## TEXT PROVIDED
○ ○ ○ ○ ○ ○ ○
YouTube did not immediately respond to a request to comment on the study.

What's happening on YouTube is occurring across the internet, where creators are finding that long odds of success in the online world are not so different from IRL (internet-speak for "in real life").

In fact, they might be worse.

In music, song streaming services like Spotify and Apple Music have mostly benefited superstar acts. No one needs to fight a music label to get their song distributed, but getting listeners is a different problem. Less than one per cent of songs represented 86 per cent of the music streamed last year, according to the market research firm Nielsen.

And since no one buys music these days, making even a little money from streaming requires songs to be played millions of times. That's hurt the music industry's middle-of-the-road acts the most, the kind of musician who once could eke out a decent living selling several thousand albums a year and touring without ever breaking into the mainstream. Increasingly, such acts face the pressure of going viral or going home.

In television, thanks to streaming services, so many new shows are being made that no one can watch them all. That's led to plenty of new opportunities for actors and writers, but the new era has some distinct challenges, including shorter seasons and less predictable schedules that make it harder for many to make ends meet.

Competition among creators on YouTube is fierce, and that's also led to trouble.

In February, YouTube suspended all advertising on channels run by Logan Paul, one of its biggest stars, after a series of controversies, including videos he made showing his visit to a so-called suicide forest in Japan and jokes about eating Tide detergent pods.

Another star, Felix Kjellberg, known as PewDiePie, was found to have used a racial epithet and made anti-Semitic jokes in some of his gaming videos. He was dropped from Google's lucrative ad service for high-performing videos, and his planned series on the pay channel YouTube Red was canceled.

Now, YouTube is taking steps that make it even harder for creators at the bottom. The company recently said channels need to reach 1000 subscribers and 4000 hours of watch time over the last 12 months before they can start to earn money from ads. YouTube said the change is aimed at discouraging videos with objectionable or offensive content and that it would "affect a significant number of channels."

Bartl's study did offer some hope for YouTube aspirants; hints on how to boost the chances of financial success. YouTube offers 18 genre-like categories, and selecting the right one "is a highly significant predictor of channel success," Bartl wrote. The most popular categories over a decade were entertainment videos, which took in 24 per cent of all views, followed by music and gaming categories.

But the chance of a channel making into the rarefied top three per cent was best for comedy; entertainment; how-to and style; and gaming. It was worse for sports; education; nonprofits and activism; and people and blogs.

Bartl also noted that YouTube's upper echelons still featured a mix of both professional and user-generated videos, writing that "it does give hope that YouTube's 'broadcast yourself' rhetoric is not a complete fiction."
○ ○ ○ ○ ○ ○ ○
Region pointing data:

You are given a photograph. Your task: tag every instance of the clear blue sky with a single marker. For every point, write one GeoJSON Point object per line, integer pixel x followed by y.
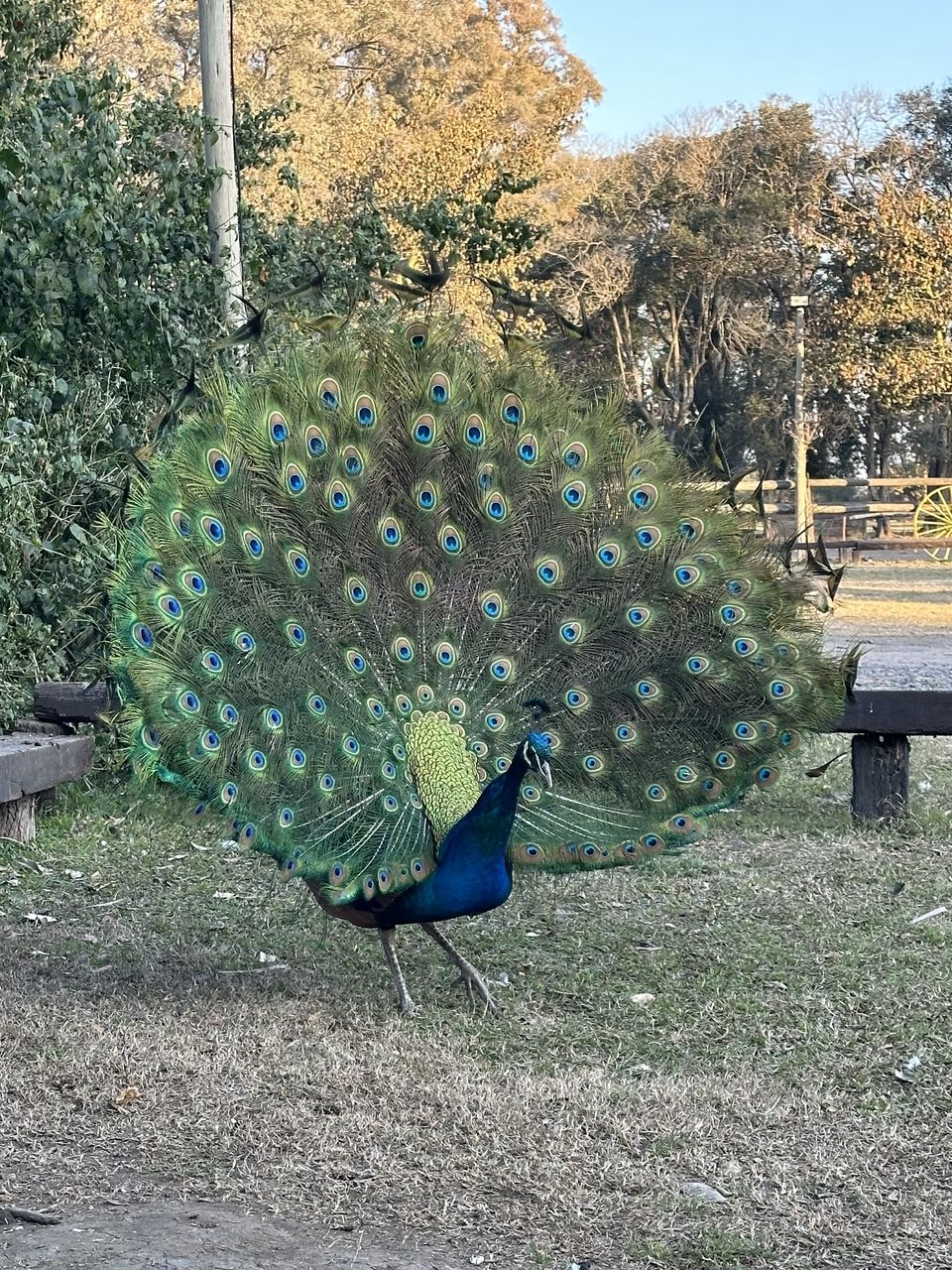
{"type": "Point", "coordinates": [656, 60]}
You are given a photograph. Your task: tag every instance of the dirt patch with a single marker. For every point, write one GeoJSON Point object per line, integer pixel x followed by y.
{"type": "Point", "coordinates": [185, 1236]}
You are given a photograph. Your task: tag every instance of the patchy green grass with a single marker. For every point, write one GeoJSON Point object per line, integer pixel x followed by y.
{"type": "Point", "coordinates": [189, 1026]}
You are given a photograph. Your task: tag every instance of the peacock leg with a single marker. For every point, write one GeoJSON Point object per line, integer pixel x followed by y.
{"type": "Point", "coordinates": [404, 998]}
{"type": "Point", "coordinates": [472, 979]}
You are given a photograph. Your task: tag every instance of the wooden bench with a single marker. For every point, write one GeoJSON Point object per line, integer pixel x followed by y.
{"type": "Point", "coordinates": [45, 752]}
{"type": "Point", "coordinates": [881, 722]}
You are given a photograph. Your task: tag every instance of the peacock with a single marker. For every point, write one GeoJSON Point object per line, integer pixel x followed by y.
{"type": "Point", "coordinates": [419, 619]}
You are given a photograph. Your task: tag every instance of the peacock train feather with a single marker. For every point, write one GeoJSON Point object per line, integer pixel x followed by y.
{"type": "Point", "coordinates": [365, 574]}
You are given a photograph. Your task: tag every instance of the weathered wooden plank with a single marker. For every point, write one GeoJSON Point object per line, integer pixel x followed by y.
{"type": "Point", "coordinates": [898, 711]}
{"type": "Point", "coordinates": [880, 776]}
{"type": "Point", "coordinates": [72, 702]}
{"type": "Point", "coordinates": [30, 763]}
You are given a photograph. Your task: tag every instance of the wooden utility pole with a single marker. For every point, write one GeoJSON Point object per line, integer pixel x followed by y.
○ ○ ○ ○ ○ ○ ○
## ACTIVITY A
Please list the YouTube categories that the excerpt about online creators names as giving a channel the best chance of reaching the top three per cent.
## ACTIVITY B
Summarize the excerpt about online creators in two sentences.

## EXPECTED OUTPUT A
Comedy; entertainment; how-to and style; gaming.

## EXPECTED OUTPUT B
Online creators face long odds of success: streaming has mostly benefited superstar music acts, and it has brought shorter seasons and less predictable schedules to television. YouTube has cut off advertising for stars after controversies and now requires 1000 subscribers and 4000 hours of watch time over 12 months before channels can earn ad money, though Bartl's study found that choosing the right category is a highly significant predictor of channel success.